### Article

RDA-DMP-Common / hackathon-2020

RDA hackathon on maDMPs
The Unlicense
6 stars 6 forks source link

New version of the DMP Common Standard Ontology #5

Open JoaoMFCardoso opened 4 years ago

JoaoMFCardoso commented 4 years ago

As part of the ongoing effort to have different formats to represent the DMP Common Standard, I'm looking for help in creating a new version of the DCSO.

There are four main points of action:

1. Use some means (SHACL, ShEx or some other option) to represent the constraints in the DMP Common Standard.

2. Integrate the DCAT and DublinCore ontologies into the existing DCSO, thus reusing classes (and properties) as opposed to the current practice of redefining classes.

3. How to represent the custom controlled vocabularies required for some of the existing fields, in a way that they allow for validation (i.e., the usage of iso-3166-1-alpha2 in the geo_location property in the Host class).

4. Provide the DCSO with a purl, thus solving the current namespace issue. Which is unsuitable for long term preservation and reuse.

Edit: I'm currently solving issue 4. Following the advice of robertgiessmann. Thanks!

Edit2: Issue 4 solved. https://w3id.org/dcso Thanks.

ljgarcia commented 4 years ago

@JoaoMFCardoso is SHACL the only option? Have you considered ShEx?

fekaputra commented 4 years ago

Hi, I will be interested to work on the ontology and shacl constraints

JoaoMFCardoso commented 4 years ago

Hi, I will be interested to work on the ontology and shacl constraints

Have you registered in the hachathon teams? Look for the "unaturals".

Any help is more than welcome.

JoaoMFCardoso commented 4 years ago

@JoaoMFCardoso is SHACL the only option? Have you considered ShEx?

Hi. I don't have any experience with either of the two. So I'm open for suggestions, and help.

I'll be looking at both of then and learning as much as I can before the event.

######
### Provided records

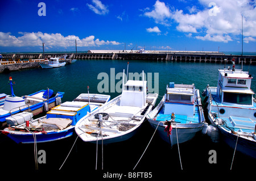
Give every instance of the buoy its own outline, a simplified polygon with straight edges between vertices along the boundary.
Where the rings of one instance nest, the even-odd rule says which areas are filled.
[[[207,127],[207,135],[210,138],[213,142],[218,142],[220,139],[220,133],[218,128],[213,125],[209,125]]]
[[[203,129],[202,129],[202,134],[207,134],[208,127],[208,124],[207,123],[205,123],[204,124],[204,125],[203,126]]]

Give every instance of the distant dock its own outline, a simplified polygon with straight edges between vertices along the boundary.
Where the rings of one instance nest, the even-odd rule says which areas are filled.
[[[68,58],[80,60],[120,60],[174,61],[187,62],[232,63],[256,65],[256,56],[225,54],[218,52],[98,50],[88,53],[2,53],[0,58],[0,73],[39,68],[44,58],[68,55]],[[68,64],[69,62],[67,62]]]

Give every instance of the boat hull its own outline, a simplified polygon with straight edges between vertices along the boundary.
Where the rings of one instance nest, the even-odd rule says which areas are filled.
[[[104,100],[105,102],[108,102],[110,99],[109,95],[90,94],[89,94],[90,97],[96,98],[96,100],[92,99],[91,106],[92,104],[97,105],[100,107],[102,103],[101,102],[98,102],[100,100]],[[75,125],[76,121],[79,120],[80,119],[82,118],[84,115],[86,115],[88,112],[90,112],[89,105],[88,104],[87,102],[85,101],[84,99],[82,99],[85,96],[88,96],[88,94],[81,94],[76,99],[78,100],[75,100],[73,102],[65,102],[63,104],[60,104],[59,106],[56,107],[55,108],[52,109],[51,111],[47,112],[47,116],[43,116],[42,117],[38,118],[36,120],[32,120],[31,123],[34,125],[36,125],[38,124],[38,121],[40,120],[43,120],[51,118],[59,118],[64,119],[69,119],[71,120],[72,123],[69,126],[62,129],[62,130],[55,130],[52,131],[40,131],[39,132],[32,133],[31,132],[24,132],[23,131],[14,131],[13,129],[15,128],[23,128],[24,127],[24,124],[20,125],[17,127],[11,127],[10,128],[5,128],[4,129],[3,134],[6,134],[10,138],[14,141],[15,142],[22,143],[22,144],[31,144],[34,143],[35,141],[36,142],[46,142],[49,141],[56,141],[63,138],[67,138],[73,135],[75,131]],[[79,99],[77,99],[79,98]],[[94,103],[93,103],[94,102]],[[84,103],[82,104],[82,103]],[[64,105],[65,104],[65,106]],[[59,111],[58,111],[58,108],[59,108],[61,105],[63,107],[66,106],[66,112],[67,113],[61,112],[63,111],[62,108],[60,108]],[[68,113],[68,112],[75,112],[75,113],[71,114]],[[51,111],[55,111],[55,113],[51,113]],[[63,111],[62,111],[63,112]],[[36,138],[36,141],[35,139],[35,136]]]
[[[126,131],[124,132],[118,132],[115,134],[112,134],[111,135],[108,135],[108,136],[104,136],[102,138],[100,135],[98,137],[98,144],[101,144],[101,140],[103,138],[103,144],[112,144],[114,142],[118,142],[121,141],[123,141],[130,138],[134,135],[136,134],[138,130],[139,130],[139,128],[141,127],[142,124],[144,122],[146,119],[146,116],[148,113],[152,110],[152,107],[155,105],[157,97],[158,96],[158,94],[155,94],[155,98],[152,101],[152,103],[147,107],[147,110],[146,110],[146,107],[144,108],[145,113],[142,119],[139,121],[139,123],[135,125],[133,128],[129,129],[128,131]],[[108,104],[102,106],[100,108],[98,108],[96,111],[93,111],[92,113],[90,116],[93,116],[94,114],[99,112],[104,112],[105,109],[108,110],[110,107],[112,107],[112,105],[118,104],[118,102],[120,102],[121,98],[121,95],[119,95],[114,99],[111,100]],[[89,132],[85,132],[83,130],[83,128],[82,128],[82,125],[84,124],[84,120],[86,120],[88,119],[88,117],[85,117],[84,120],[81,120],[76,125],[75,131],[76,134],[79,136],[79,137],[84,141],[87,142],[92,142],[92,143],[97,143],[97,136],[96,135],[94,137],[92,137],[90,136]],[[96,128],[95,128],[96,129]]]
[[[64,66],[66,64],[66,62],[62,62],[56,64],[39,64],[40,66],[43,69],[51,69],[51,68],[59,68],[61,66]]]
[[[207,114],[208,114],[208,117],[209,119],[209,120],[210,122],[210,124],[212,124],[214,126],[216,126],[218,128],[217,131],[220,133],[221,133],[220,138],[221,141],[223,141],[224,142],[225,142],[228,145],[229,145],[230,148],[232,149],[236,148],[236,145],[237,145],[236,147],[236,150],[242,153],[242,154],[244,154],[245,155],[249,155],[252,158],[256,158],[256,136],[255,134],[253,134],[253,129],[251,129],[251,128],[250,129],[249,129],[248,130],[251,130],[251,132],[250,133],[250,132],[247,132],[247,134],[246,136],[243,136],[243,132],[240,132],[238,131],[238,128],[241,128],[243,129],[243,128],[242,127],[236,127],[232,126],[232,128],[231,129],[234,129],[235,131],[234,132],[237,133],[238,134],[241,134],[238,140],[237,140],[237,134],[234,134],[232,133],[230,129],[228,129],[226,128],[225,126],[220,125],[218,124],[218,123],[217,121],[217,118],[218,118],[218,115],[217,114],[216,115],[216,117],[214,117],[214,114],[217,113],[216,110],[213,110],[214,105],[213,105],[213,102],[212,101],[212,93],[210,93],[212,91],[212,90],[213,90],[214,89],[217,89],[216,87],[207,87],[205,89],[205,95],[207,96],[207,107],[205,107],[207,111]],[[210,91],[211,90],[211,91]],[[221,107],[223,108],[224,107]],[[232,106],[225,106],[225,109],[226,110],[225,113],[227,114],[227,115],[225,115],[225,117],[222,116],[220,113],[220,115],[221,115],[221,118],[225,119],[225,117],[232,117],[233,116],[229,115],[228,113],[237,113],[237,115],[240,115],[240,116],[243,117],[240,117],[240,118],[246,118],[246,116],[250,115],[251,113],[251,109],[247,109],[245,110],[245,112],[243,112],[243,110],[245,110],[245,108],[238,108]],[[237,111],[239,110],[239,111]],[[247,112],[246,112],[247,111]],[[226,121],[229,120],[229,119],[226,120]],[[255,119],[253,120],[253,121],[255,121]],[[239,122],[239,120],[235,120],[236,122]],[[226,124],[227,122],[226,122]],[[246,130],[243,129],[243,130]],[[251,133],[250,137],[247,136],[248,135]],[[245,134],[243,134],[245,135]]]
[[[148,119],[148,121],[154,129],[155,129],[158,128],[157,131],[160,137],[164,141],[171,144],[171,146],[177,144],[177,141],[179,141],[179,144],[181,144],[192,139],[196,133],[202,129],[204,124],[203,123],[183,124],[180,125],[180,127],[179,124],[176,124],[176,126],[173,126],[171,134],[168,136],[167,132],[164,131],[166,125],[164,125],[163,124],[160,125],[161,124],[160,123],[158,127],[159,121],[151,119]]]
[[[208,119],[212,124],[217,126],[218,130],[221,133],[222,140],[228,145],[234,149],[237,140],[236,150],[256,159],[256,143],[255,141],[251,141],[242,137],[239,137],[238,140],[237,140],[237,134],[232,133],[231,132],[217,126],[209,115]]]
[[[0,106],[3,105],[5,103],[5,98],[6,97],[6,94],[0,94]]]
[[[46,142],[56,141],[67,138],[73,135],[75,130],[75,126],[69,126],[68,128],[59,131],[52,131],[43,134],[42,132],[32,133],[18,133],[17,134],[11,133],[7,132],[3,132],[8,137],[14,141],[16,143],[19,144],[31,144],[34,143],[35,140],[38,142]],[[36,140],[34,139],[35,136]]]
[[[30,96],[33,96],[34,95],[38,94],[40,92],[42,91],[45,91],[45,90],[41,90],[39,91],[38,92],[36,92],[35,93],[29,95]],[[47,100],[46,102],[42,102],[40,103],[38,103],[37,104],[34,104],[34,105],[31,105],[30,106],[30,107],[28,107],[28,106],[23,106],[23,107],[24,108],[22,108],[19,110],[15,111],[13,111],[11,112],[11,113],[7,113],[5,115],[0,115],[0,122],[5,122],[6,121],[5,119],[6,117],[8,117],[13,115],[16,114],[17,113],[19,112],[21,112],[23,111],[27,111],[28,112],[31,112],[33,113],[33,115],[38,115],[39,113],[40,113],[42,112],[43,112],[44,111],[43,110],[43,104],[44,102],[47,102],[47,103],[49,103],[49,108],[51,108],[53,107],[55,107],[56,106],[56,98],[57,97],[60,97],[61,99],[63,97],[63,95],[64,94],[64,92],[58,92],[58,95],[56,96],[54,96],[53,98],[49,98],[49,101]]]

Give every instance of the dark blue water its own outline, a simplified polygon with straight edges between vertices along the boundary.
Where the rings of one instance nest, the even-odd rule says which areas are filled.
[[[175,83],[195,83],[201,92],[207,84],[216,86],[218,69],[222,69],[224,64],[210,63],[190,63],[173,62],[156,62],[129,61],[129,72],[140,73],[144,70],[146,75],[158,73],[159,93],[164,94],[166,85],[170,82]],[[0,74],[0,92],[10,94],[8,85],[9,77],[11,76],[16,85],[14,90],[16,95],[28,95],[47,87],[56,92],[63,91],[65,95],[62,102],[71,101],[81,93],[87,92],[89,86],[90,93],[98,93],[97,86],[102,81],[97,77],[100,73],[106,73],[110,81],[110,68],[114,68],[115,75],[125,69],[127,62],[121,60],[78,60],[75,64],[56,69],[35,69]],[[226,66],[232,66],[228,65]],[[240,65],[236,65],[240,68]],[[249,70],[253,77],[256,77],[256,66],[243,65],[243,70]],[[115,81],[117,83],[119,79]],[[256,91],[256,79],[253,79],[251,89]],[[109,86],[110,84],[109,83]],[[153,83],[154,87],[154,83]],[[105,92],[112,98],[119,93]],[[159,99],[157,103],[160,101]],[[102,178],[108,171],[112,173],[123,173],[128,176],[142,154],[154,130],[145,123],[139,132],[131,139],[123,142],[104,146],[104,169],[102,172],[94,171],[96,165],[96,145],[84,143],[80,138],[71,153],[61,171],[76,170],[84,171],[84,174],[97,173],[97,178]],[[76,136],[64,140],[38,144],[38,150],[44,150],[46,153],[46,163],[39,164],[39,172],[58,171],[68,154]],[[0,136],[1,162],[5,163],[1,170],[11,169],[35,171],[34,145],[18,145],[11,140]],[[199,133],[191,141],[180,145],[180,155],[183,171],[202,170],[210,172],[211,169],[229,171],[234,150],[224,143],[213,144],[209,137]],[[214,150],[217,153],[217,163],[210,164],[208,158],[209,151]],[[98,168],[101,168],[101,146],[99,146]],[[236,152],[233,169],[244,169],[244,165],[251,165],[255,160]],[[255,168],[255,166],[254,166]],[[90,170],[89,172],[88,170]],[[134,171],[151,172],[153,179],[160,176],[162,171],[166,170],[180,171],[181,167],[177,146],[172,148],[162,141],[156,134],[147,150]],[[166,174],[167,174],[166,172]],[[164,174],[163,174],[164,175]]]

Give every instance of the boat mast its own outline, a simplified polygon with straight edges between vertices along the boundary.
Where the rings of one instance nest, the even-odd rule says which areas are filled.
[[[14,92],[13,91],[13,85],[15,85],[15,82],[13,83],[13,78],[11,77],[9,77],[9,81],[10,81],[9,85],[11,85],[11,96],[13,98],[13,97],[16,96],[16,95],[14,95]]]
[[[242,56],[243,55],[243,16],[242,14]]]

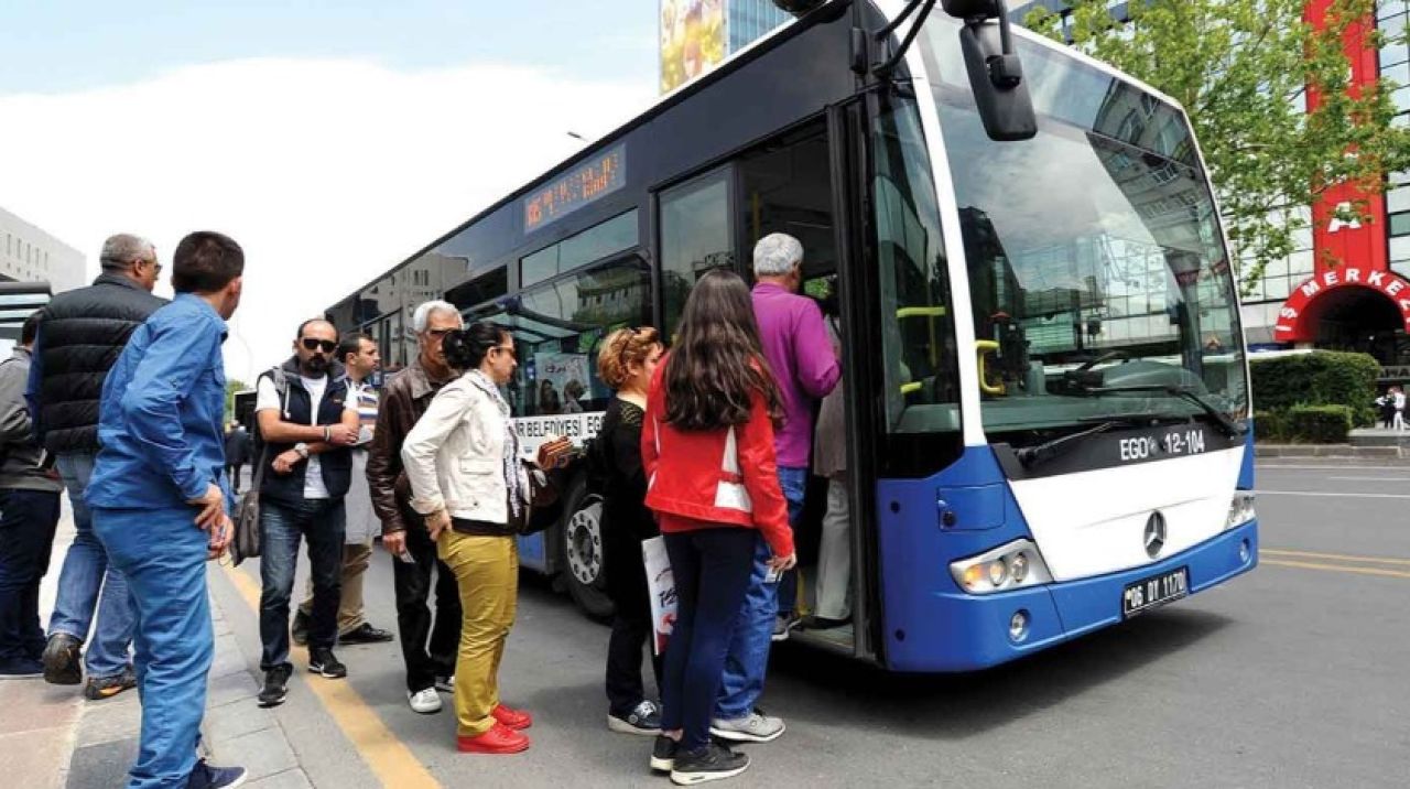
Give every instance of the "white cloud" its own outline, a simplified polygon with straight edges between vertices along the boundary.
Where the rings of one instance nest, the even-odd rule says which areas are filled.
[[[185,233],[233,236],[245,296],[226,371],[248,380],[289,351],[299,320],[571,155],[567,130],[613,128],[653,85],[247,59],[0,96],[0,205],[80,248],[89,275],[111,233],[152,239],[164,277]]]

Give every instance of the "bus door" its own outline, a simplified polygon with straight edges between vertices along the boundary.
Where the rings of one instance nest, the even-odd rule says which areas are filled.
[[[856,112],[856,110],[847,110]],[[804,247],[804,295],[818,299],[832,323],[839,327],[843,347],[853,330],[854,319],[843,309],[849,301],[842,282],[850,253],[847,227],[852,219],[840,220],[839,210],[852,210],[859,193],[843,183],[854,169],[856,157],[846,152],[853,134],[845,131],[845,110],[811,119],[752,145],[713,169],[673,182],[656,193],[656,229],[660,260],[660,325],[671,336],[680,320],[681,308],[691,287],[709,270],[732,268],[747,282],[753,282],[753,247],[770,233],[788,233]],[[836,117],[833,117],[836,116]],[[864,356],[864,351],[862,351]],[[846,359],[846,356],[845,356]],[[846,368],[846,364],[843,366]],[[850,380],[850,375],[845,377]],[[856,391],[867,391],[859,388]],[[846,443],[845,454],[854,457],[852,446],[857,429],[847,425],[838,430]],[[795,584],[795,611],[812,613],[821,553],[822,521],[828,512],[828,481],[809,477],[807,507],[797,529],[799,573]],[[852,476],[853,488],[859,476]],[[862,476],[862,478],[870,478]],[[871,593],[862,591],[874,584],[871,579],[870,534],[857,528],[866,517],[870,497],[862,498],[850,490],[850,543],[842,553],[853,567],[852,622],[826,630],[794,631],[799,641],[833,651],[871,658],[873,642],[867,634],[874,617],[869,601]],[[857,603],[863,601],[863,603]],[[863,632],[857,639],[856,632]]]
[[[852,224],[843,215],[850,210],[849,195],[853,192],[845,182],[852,159],[846,154],[846,138],[850,134],[845,124],[845,110],[836,109],[829,116],[766,140],[735,162],[739,268],[753,282],[753,247],[760,239],[770,233],[787,233],[798,239],[804,248],[802,294],[818,302],[839,347],[845,347],[845,339],[854,335],[853,320],[843,309],[843,258],[850,254],[847,227]],[[846,380],[839,388],[842,391],[836,392],[836,402],[815,411],[815,419],[825,411],[832,418],[840,416],[833,429],[823,430],[826,435],[814,430],[815,459],[828,456],[845,460],[853,456],[850,445],[859,433],[847,425],[845,408],[839,408],[847,399]],[[830,589],[823,591],[852,603],[852,621],[835,627],[794,630],[792,637],[846,655],[870,656],[869,639],[859,641],[856,637],[857,632],[866,632],[869,621],[867,606],[856,603],[866,600],[856,590],[869,574],[864,572],[867,563],[859,560],[867,552],[859,543],[863,529],[857,526],[857,521],[864,510],[857,505],[857,476],[840,477],[842,488],[829,495],[830,480],[815,476],[812,470],[809,467],[804,515],[795,529],[799,570],[794,610],[819,614],[818,582],[826,565],[825,582]],[[828,534],[835,535],[832,539],[823,539],[825,524],[829,525]],[[781,593],[781,597],[787,604],[788,593]],[[838,611],[823,613],[838,615]]]

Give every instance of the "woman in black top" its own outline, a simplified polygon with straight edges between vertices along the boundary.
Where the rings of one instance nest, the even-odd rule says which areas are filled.
[[[608,728],[656,735],[661,728],[657,704],[642,683],[642,646],[651,637],[651,601],[642,560],[642,541],[656,536],[656,519],[646,508],[642,470],[642,416],[646,391],[661,359],[656,329],[619,329],[598,351],[598,375],[616,390],[602,416],[595,445],[596,486],[602,491],[602,542],[608,594],[616,606],[608,642]],[[661,658],[651,658],[661,685]]]

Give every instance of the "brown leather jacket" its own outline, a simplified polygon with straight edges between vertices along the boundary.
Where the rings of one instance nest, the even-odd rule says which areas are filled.
[[[382,391],[376,432],[367,453],[367,484],[372,493],[372,510],[382,521],[382,534],[403,532],[410,524],[420,525],[420,517],[410,508],[412,488],[402,467],[402,442],[447,383],[431,381],[417,359],[393,375]]]

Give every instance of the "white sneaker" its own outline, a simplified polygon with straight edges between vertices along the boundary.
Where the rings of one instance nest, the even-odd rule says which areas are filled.
[[[429,716],[440,711],[440,696],[436,694],[434,687],[427,687],[424,690],[417,690],[412,693],[406,692],[406,701],[412,706],[412,710]]]
[[[756,709],[742,718],[712,720],[709,733],[730,742],[773,742],[784,733],[784,718],[766,716]]]

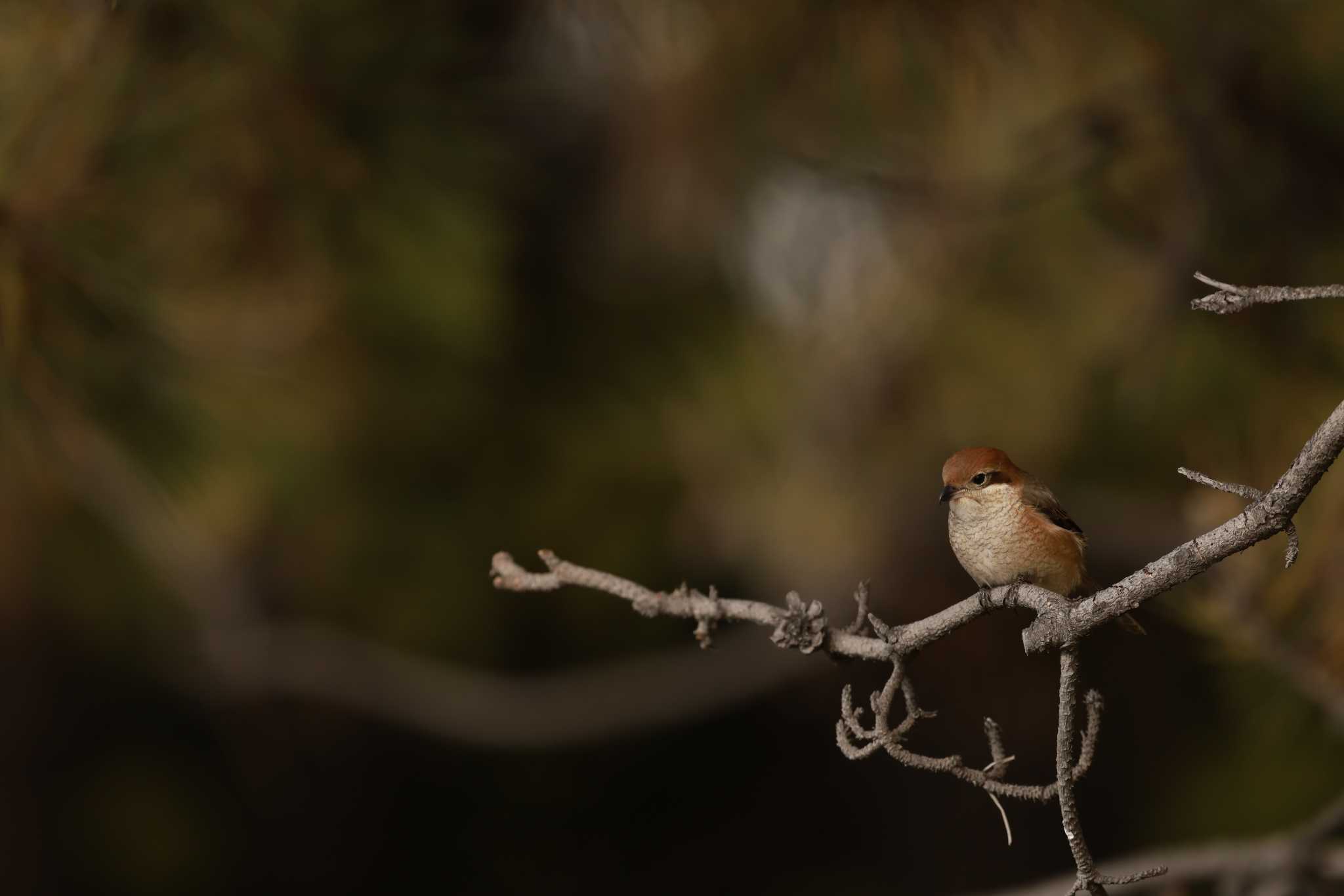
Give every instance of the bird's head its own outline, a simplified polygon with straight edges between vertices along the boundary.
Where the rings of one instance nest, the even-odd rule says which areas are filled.
[[[942,465],[938,501],[956,505],[970,498],[980,504],[996,494],[1020,490],[1021,477],[1021,469],[999,449],[961,449]]]

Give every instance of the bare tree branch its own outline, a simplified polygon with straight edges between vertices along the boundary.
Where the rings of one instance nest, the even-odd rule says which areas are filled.
[[[1211,489],[1218,489],[1219,492],[1227,492],[1228,494],[1236,494],[1247,501],[1259,501],[1265,497],[1265,493],[1259,489],[1253,489],[1249,485],[1239,485],[1236,482],[1220,482],[1211,476],[1204,476],[1198,470],[1187,470],[1184,466],[1176,467],[1176,472],[1184,476],[1192,482],[1199,482],[1200,485],[1207,485]],[[1288,551],[1284,552],[1284,568],[1289,568],[1297,560],[1297,553],[1301,548],[1301,543],[1297,540],[1297,527],[1292,520],[1284,527],[1284,535],[1288,536]]]
[[[1067,604],[1064,613],[1038,614],[1023,633],[1028,653],[1062,646],[1097,626],[1129,613],[1145,600],[1195,578],[1215,563],[1284,532],[1293,514],[1344,449],[1344,403],[1317,427],[1269,492],[1254,504],[1185,544],[1132,572],[1090,598]]]
[[[1199,271],[1195,279],[1215,287],[1203,298],[1193,300],[1189,306],[1198,312],[1215,314],[1235,314],[1251,305],[1277,305],[1278,302],[1301,302],[1309,298],[1344,298],[1344,285],[1332,286],[1234,286],[1206,277]]]
[[[1324,838],[1339,832],[1341,825],[1344,825],[1344,795],[1336,797],[1310,821],[1286,834],[1159,849],[1122,856],[1116,864],[1167,868],[1167,875],[1161,880],[1133,881],[1136,885],[1126,892],[1146,891],[1157,885],[1161,885],[1164,892],[1171,892],[1169,888],[1180,884],[1235,881],[1238,888],[1230,892],[1242,893],[1251,892],[1247,884],[1282,881],[1302,872],[1316,880],[1333,881],[1337,885],[1339,881],[1344,881],[1344,845],[1331,845]],[[977,896],[1059,896],[1074,884],[1077,884],[1074,876],[1060,875],[1025,887],[988,891]]]
[[[1289,287],[1238,287],[1219,283],[1203,274],[1196,277],[1218,286],[1222,292],[1196,300],[1195,308],[1228,313],[1253,304],[1296,301],[1328,296],[1344,297],[1344,286],[1289,289]],[[1344,403],[1317,427],[1306,441],[1293,463],[1279,477],[1269,492],[1261,492],[1246,485],[1220,482],[1203,473],[1180,467],[1180,473],[1195,482],[1238,494],[1249,504],[1239,514],[1218,528],[1191,539],[1169,551],[1163,557],[1144,566],[1109,588],[1091,596],[1068,602],[1050,591],[1034,586],[1007,586],[978,592],[941,613],[907,625],[888,626],[871,613],[867,618],[875,637],[866,637],[862,619],[867,610],[867,583],[855,594],[859,603],[857,619],[844,629],[827,625],[825,611],[820,602],[805,603],[797,592],[786,595],[786,606],[778,607],[755,600],[730,600],[718,598],[711,588],[710,595],[681,586],[671,594],[652,591],[628,579],[598,570],[579,567],[560,560],[550,551],[542,551],[542,560],[548,572],[528,572],[517,566],[504,552],[496,553],[492,562],[495,586],[512,591],[551,591],[564,584],[577,584],[630,600],[634,610],[645,615],[672,615],[698,619],[696,637],[706,635],[706,618],[714,621],[734,619],[774,626],[771,641],[781,647],[796,647],[802,653],[825,649],[837,656],[884,660],[891,662],[891,674],[880,692],[870,699],[874,713],[871,727],[863,723],[863,711],[853,707],[851,689],[847,685],[840,697],[840,720],[836,723],[836,744],[851,759],[863,759],[878,750],[884,750],[892,759],[913,768],[939,771],[985,790],[999,807],[1012,842],[1012,829],[1008,815],[997,797],[1047,801],[1059,799],[1064,837],[1074,857],[1075,876],[1068,895],[1077,892],[1105,893],[1107,884],[1134,884],[1164,875],[1167,868],[1156,865],[1148,870],[1110,876],[1097,870],[1091,852],[1083,838],[1074,798],[1074,782],[1086,771],[1095,754],[1097,727],[1101,717],[1099,696],[1089,695],[1087,729],[1077,763],[1073,760],[1077,713],[1078,641],[1102,623],[1126,614],[1145,600],[1169,591],[1183,582],[1204,572],[1215,563],[1245,551],[1246,548],[1285,532],[1288,552],[1285,566],[1292,566],[1298,553],[1298,535],[1293,525],[1293,514],[1301,508],[1306,496],[1329,469],[1335,458],[1344,450]],[[985,720],[985,736],[989,742],[992,762],[982,770],[966,766],[960,756],[925,756],[913,752],[903,740],[914,724],[933,713],[918,707],[914,685],[906,674],[906,660],[921,647],[937,641],[954,629],[970,622],[981,613],[1024,606],[1035,611],[1035,621],[1023,630],[1023,647],[1027,653],[1047,649],[1059,650],[1059,725],[1055,740],[1055,782],[1051,785],[1009,785],[1001,780],[1009,758],[1003,747],[1003,733],[993,720]],[[906,716],[895,727],[890,723],[891,707],[896,692],[905,696]]]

######

| To be done |
1. Answer these questions from the DCSO issue thread:
(a) Which two ontologies does the thread propose integrating into the existing DCSO?
(b) At what address was issue 4 solved?
(c) Which team name should volunteers look for among the hackathon teams?
2. Collect every line of the entries that contains the word "white".

| Solution set |
1.
(a) DCAT and DublinCore
(b) https://w3id.org/dcso
(c) "unaturals"

2.
Give every instance of the "white cloud" its own outline, a simplified polygon with straight edges between vertices along the boundary.
Give every instance of the "white sneaker" its own outline, a simplified polygon with straight edges between vertices along the boundary.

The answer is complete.